* **Aufgabenstellung**:
Tauschen Sie im gesamten folgenden Material „photo“ gegen „image“ aus und geben Sie es ansonsten unverändert wieder, jedoch ohne die Bilder.

* **Einträge**:
------------

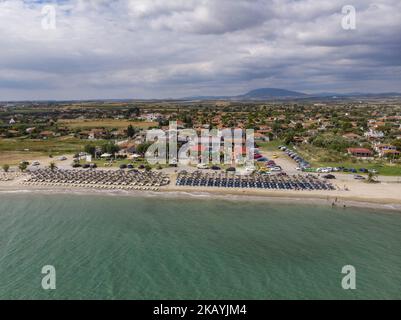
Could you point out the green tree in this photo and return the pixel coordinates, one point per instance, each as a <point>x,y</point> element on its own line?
<point>90,149</point>
<point>110,147</point>
<point>143,147</point>
<point>371,177</point>
<point>52,166</point>
<point>22,166</point>
<point>130,131</point>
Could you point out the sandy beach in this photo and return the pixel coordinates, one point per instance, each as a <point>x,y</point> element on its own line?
<point>384,195</point>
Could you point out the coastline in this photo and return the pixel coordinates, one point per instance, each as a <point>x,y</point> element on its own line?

------------

* **Endergebnis**:
Could you point out the green tree in this image and return the pixel coordinates, one point per instance, each as a <point>x,y</point> element on its own line?
<point>90,149</point>
<point>110,147</point>
<point>143,147</point>
<point>371,177</point>
<point>52,166</point>
<point>22,166</point>
<point>130,131</point>
Could you point out the sandy beach in this image and return the pixel coordinates, one point per instance, each as a <point>x,y</point> element on its own line?
<point>384,195</point>
Could you point out the coastline in this image and return the pixel coordinates, one point per instance, each as a <point>x,y</point> element on its own line?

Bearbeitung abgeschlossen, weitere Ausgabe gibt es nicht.